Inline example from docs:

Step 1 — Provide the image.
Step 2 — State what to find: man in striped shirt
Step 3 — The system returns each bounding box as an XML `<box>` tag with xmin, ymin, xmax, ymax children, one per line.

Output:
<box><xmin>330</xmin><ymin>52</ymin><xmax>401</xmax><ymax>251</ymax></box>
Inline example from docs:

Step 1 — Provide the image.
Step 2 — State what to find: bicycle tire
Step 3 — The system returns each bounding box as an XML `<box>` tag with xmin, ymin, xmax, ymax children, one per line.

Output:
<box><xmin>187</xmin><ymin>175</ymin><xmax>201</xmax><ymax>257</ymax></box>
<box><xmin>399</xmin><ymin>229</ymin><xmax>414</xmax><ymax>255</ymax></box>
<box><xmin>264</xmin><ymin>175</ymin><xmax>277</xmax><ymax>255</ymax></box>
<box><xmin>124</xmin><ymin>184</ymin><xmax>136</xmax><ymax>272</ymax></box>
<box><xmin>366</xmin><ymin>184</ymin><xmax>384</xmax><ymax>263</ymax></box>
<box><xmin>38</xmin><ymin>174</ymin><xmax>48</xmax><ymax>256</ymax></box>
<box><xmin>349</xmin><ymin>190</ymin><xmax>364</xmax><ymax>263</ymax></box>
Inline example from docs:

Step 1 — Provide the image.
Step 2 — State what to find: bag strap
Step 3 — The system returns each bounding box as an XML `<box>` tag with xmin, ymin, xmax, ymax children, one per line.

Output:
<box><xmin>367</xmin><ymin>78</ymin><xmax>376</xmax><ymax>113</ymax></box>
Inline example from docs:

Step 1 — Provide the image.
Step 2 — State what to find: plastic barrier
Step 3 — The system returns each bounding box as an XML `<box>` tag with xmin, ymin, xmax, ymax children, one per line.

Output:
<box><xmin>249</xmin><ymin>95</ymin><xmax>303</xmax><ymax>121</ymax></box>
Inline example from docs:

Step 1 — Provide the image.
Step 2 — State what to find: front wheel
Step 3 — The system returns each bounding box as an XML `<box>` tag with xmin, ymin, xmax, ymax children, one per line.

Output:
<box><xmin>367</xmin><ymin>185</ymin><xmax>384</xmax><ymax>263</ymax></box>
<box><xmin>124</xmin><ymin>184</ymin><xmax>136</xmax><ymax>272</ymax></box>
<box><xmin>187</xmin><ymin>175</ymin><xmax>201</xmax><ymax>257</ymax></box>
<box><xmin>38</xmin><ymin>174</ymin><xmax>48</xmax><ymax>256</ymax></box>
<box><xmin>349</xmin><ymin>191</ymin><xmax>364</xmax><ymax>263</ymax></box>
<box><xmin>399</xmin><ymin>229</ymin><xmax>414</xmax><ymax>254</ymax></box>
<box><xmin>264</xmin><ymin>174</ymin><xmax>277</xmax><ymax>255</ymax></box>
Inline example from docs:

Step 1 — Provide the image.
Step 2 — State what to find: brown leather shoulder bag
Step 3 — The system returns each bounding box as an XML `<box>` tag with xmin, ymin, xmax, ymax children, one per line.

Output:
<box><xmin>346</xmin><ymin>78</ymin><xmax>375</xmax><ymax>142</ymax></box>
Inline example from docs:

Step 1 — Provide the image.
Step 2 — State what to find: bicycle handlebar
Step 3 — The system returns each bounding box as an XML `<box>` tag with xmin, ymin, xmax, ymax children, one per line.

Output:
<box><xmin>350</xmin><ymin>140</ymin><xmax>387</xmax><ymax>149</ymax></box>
==
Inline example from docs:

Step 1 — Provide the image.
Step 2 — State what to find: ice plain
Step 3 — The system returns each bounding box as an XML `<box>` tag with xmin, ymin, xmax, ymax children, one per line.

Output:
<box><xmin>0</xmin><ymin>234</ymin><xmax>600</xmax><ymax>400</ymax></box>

- EXERCISE DIRECTIONS -
Select every line above that contains the string "what", treating uppercase and lowercase letters as different, and copy each of those lines.

- WRITTEN SOLUTION -
Step 2 — State what to find: man in striped shirt
Step 2 — State what to find: bicycle tire
Step 2 — State what to find: bag strap
Step 2 — State what to find: plastic barrier
Step 2 — State what to find: front wheel
Step 2 — State what to find: brown leather shoulder bag
Step 2 — State what to find: bicycle handlebar
Step 2 — State what to find: ice plain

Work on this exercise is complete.